[Stored items]

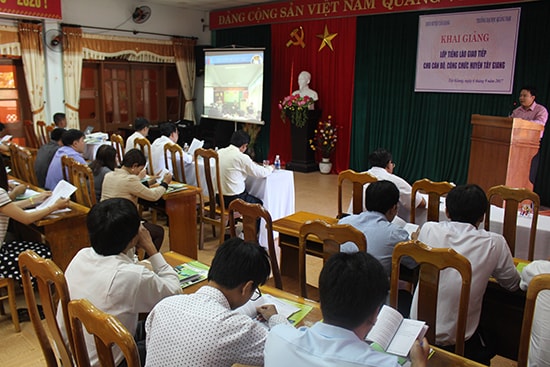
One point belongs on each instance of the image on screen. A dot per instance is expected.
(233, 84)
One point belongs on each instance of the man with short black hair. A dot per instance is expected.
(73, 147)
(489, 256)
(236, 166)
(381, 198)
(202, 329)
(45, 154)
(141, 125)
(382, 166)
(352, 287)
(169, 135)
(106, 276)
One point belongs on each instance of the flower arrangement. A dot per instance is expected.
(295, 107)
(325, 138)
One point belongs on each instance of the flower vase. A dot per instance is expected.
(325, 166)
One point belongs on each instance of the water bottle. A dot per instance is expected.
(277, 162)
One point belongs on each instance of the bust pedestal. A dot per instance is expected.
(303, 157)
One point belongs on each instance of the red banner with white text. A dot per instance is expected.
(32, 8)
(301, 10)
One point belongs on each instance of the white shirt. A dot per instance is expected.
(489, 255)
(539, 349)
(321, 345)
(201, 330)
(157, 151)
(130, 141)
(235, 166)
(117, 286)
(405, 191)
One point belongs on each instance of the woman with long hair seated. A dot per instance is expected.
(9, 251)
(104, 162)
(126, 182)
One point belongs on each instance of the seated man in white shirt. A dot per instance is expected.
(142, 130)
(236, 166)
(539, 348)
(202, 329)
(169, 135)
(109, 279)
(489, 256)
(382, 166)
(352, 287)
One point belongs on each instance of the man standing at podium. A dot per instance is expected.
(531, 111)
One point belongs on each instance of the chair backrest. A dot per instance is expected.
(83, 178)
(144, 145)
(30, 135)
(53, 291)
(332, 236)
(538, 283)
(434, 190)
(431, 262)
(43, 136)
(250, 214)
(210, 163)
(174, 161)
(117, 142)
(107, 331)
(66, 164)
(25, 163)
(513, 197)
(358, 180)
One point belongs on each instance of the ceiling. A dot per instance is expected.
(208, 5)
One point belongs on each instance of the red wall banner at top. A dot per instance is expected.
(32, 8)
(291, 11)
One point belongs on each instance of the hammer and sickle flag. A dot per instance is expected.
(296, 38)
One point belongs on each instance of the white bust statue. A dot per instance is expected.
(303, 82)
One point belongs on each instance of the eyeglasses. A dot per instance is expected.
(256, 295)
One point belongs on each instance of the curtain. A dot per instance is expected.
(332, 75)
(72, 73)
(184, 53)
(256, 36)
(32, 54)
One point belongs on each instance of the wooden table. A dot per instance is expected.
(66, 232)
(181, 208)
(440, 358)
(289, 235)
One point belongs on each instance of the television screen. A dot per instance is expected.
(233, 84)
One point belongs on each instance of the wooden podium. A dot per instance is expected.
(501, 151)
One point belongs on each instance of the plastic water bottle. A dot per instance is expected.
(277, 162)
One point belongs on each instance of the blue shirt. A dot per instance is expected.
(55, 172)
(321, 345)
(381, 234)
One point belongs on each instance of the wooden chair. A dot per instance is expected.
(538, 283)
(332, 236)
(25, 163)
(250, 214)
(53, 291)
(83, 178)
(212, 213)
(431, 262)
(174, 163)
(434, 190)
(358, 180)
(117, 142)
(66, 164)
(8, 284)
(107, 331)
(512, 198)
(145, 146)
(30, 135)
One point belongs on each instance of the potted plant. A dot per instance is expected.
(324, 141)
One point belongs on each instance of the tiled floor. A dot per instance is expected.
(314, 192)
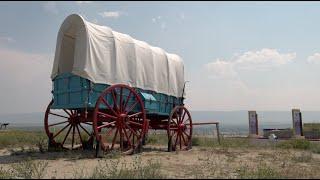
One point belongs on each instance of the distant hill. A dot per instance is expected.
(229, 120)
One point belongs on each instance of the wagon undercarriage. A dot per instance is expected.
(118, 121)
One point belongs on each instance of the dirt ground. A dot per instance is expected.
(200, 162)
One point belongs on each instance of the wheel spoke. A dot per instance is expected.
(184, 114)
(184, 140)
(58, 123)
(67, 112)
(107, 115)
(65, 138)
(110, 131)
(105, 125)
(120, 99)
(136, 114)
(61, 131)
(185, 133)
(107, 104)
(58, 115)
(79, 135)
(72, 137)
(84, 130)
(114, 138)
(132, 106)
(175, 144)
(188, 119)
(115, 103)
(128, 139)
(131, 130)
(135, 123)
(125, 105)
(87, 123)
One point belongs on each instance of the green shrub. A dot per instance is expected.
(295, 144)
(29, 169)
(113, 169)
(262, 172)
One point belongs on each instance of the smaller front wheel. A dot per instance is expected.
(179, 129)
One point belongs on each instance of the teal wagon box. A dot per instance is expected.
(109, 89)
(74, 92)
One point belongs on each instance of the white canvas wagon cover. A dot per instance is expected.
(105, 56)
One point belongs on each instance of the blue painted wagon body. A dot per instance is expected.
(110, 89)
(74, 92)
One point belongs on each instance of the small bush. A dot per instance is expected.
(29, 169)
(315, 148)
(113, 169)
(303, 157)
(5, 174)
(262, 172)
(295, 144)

[STATED PROBLEM] Quote every entry above word for word, leaving the pictures out of your answer.

[FULL OUTPUT]
One point belongs on each instance of the image on screen. A dot per instance is expected.
(233, 84)
One point belongs on each instance of the man with short black hair. A dot per instance is expected.
(73, 147)
(489, 256)
(236, 166)
(381, 198)
(202, 329)
(45, 154)
(141, 125)
(382, 166)
(352, 287)
(169, 135)
(106, 276)
One point belongs on each instance of the flower arrangement. A dot per instance is expected.
(295, 107)
(325, 138)
One point belongs on each instance of the flower vase. A dot per instance is expected.
(325, 166)
One point belongs on each instance of the water bottle. A dot per instance is expected.
(277, 162)
One point belongs on each instance of the bust pedestal. A dot per instance is expected.
(303, 157)
One point belongs on each instance of the red banner with white text. A dot per instance is expected.
(32, 8)
(301, 10)
One point belongs on each instance of the white shirt. A dot per instance is expected.
(489, 255)
(539, 349)
(321, 345)
(201, 330)
(157, 151)
(130, 141)
(235, 166)
(117, 286)
(405, 191)
One point belongs on each instance of the woman with long hair seated. A dot per instance is expected.
(9, 251)
(104, 162)
(126, 182)
One point belongs on each instance of the seated man in white shirt. A dot per instance is expected.
(142, 130)
(236, 166)
(539, 348)
(202, 329)
(169, 135)
(109, 279)
(489, 256)
(382, 166)
(352, 287)
One point belongs on each instance of the man standing at podium. A dot per instance is expected.
(531, 111)
One point belongs on each instance of the chair backrest. A dot per instance is expected.
(83, 178)
(144, 145)
(30, 135)
(53, 291)
(332, 236)
(538, 283)
(434, 190)
(431, 262)
(43, 136)
(250, 214)
(210, 163)
(174, 161)
(117, 142)
(107, 331)
(66, 164)
(25, 163)
(513, 197)
(358, 180)
One point belongs on each instance of the ceiling. A dot per instance is expected.
(208, 5)
One point belongs on each instance of the red wall banner at top. A dot per instance is expected.
(32, 8)
(291, 11)
One point belongs on each instance of the hammer and sickle flag. A dot per instance is expected.
(296, 38)
One point belongs on each instance of the white bust statue. A dot per instance is expected.
(303, 82)
One point belongs on each instance of the eyeglasses. A dot per instance is expected.
(256, 295)
One point belongs on each instance of the curtain. A dot per instance is expected.
(332, 75)
(72, 73)
(184, 53)
(256, 36)
(32, 54)
One point belongs on each instance of the wooden table. A dot per instance is expected.
(66, 232)
(181, 208)
(440, 358)
(289, 235)
One point belongs on each instance of the television screen. A dot per instance is expected.
(233, 84)
One point belongs on each instance of the wooden podium. A dot per instance is expected.
(501, 151)
One point belongs on each instance of the plastic water bottle. A dot per instance is expected.
(277, 162)
One point belongs on each instance of the blue shirt. A dot per instance is expected.
(55, 172)
(321, 345)
(381, 234)
One point belongs on each instance of the wooden chair. A dot per instance is expected.
(538, 283)
(332, 236)
(25, 163)
(250, 214)
(53, 291)
(83, 178)
(212, 213)
(431, 262)
(174, 163)
(434, 190)
(358, 180)
(117, 142)
(66, 164)
(8, 284)
(107, 331)
(512, 198)
(145, 146)
(30, 135)
One point belongs on each instance of the potted plant. A dot per instance is expected.
(324, 141)
One point belongs on each instance of the tiled floor. A dot per instance is expected.
(314, 192)
One point belongs on each instance of the distant hill. A dot per instance is expected.
(229, 120)
One point belongs on each instance of the wagon undercarriage. A dot per instance is expected.
(118, 121)
One point belongs on each instance of the dirt ground. A dot per instance is expected.
(200, 162)
One point belongs on each instance of the wheel spoke. A dot per instance is expected.
(184, 114)
(184, 140)
(58, 123)
(67, 112)
(107, 115)
(65, 138)
(110, 131)
(105, 125)
(120, 99)
(136, 114)
(61, 131)
(185, 133)
(107, 104)
(58, 115)
(79, 135)
(72, 137)
(84, 130)
(114, 138)
(132, 106)
(175, 144)
(188, 119)
(115, 103)
(128, 139)
(131, 130)
(135, 123)
(125, 105)
(87, 123)
One point belongs on each instance of the green shrub. A dot per instance is expected.
(295, 144)
(29, 169)
(113, 169)
(262, 172)
One point belongs on each instance of the smaller front wheel. A dot per instance is expected.
(179, 129)
One point belongs on each instance of the teal wagon box. A dot per instance is expected.
(109, 89)
(74, 92)
One point belongs on each instance of the white canvas wagon cover. A dot per instance is expected.
(105, 56)
One point belongs on each instance of the blue painted wagon body. A dot per instance is expected.
(110, 89)
(74, 92)
One point belongs on each instance of the small bush. A dot per instance is expected.
(29, 169)
(315, 148)
(113, 169)
(303, 157)
(5, 174)
(262, 172)
(295, 144)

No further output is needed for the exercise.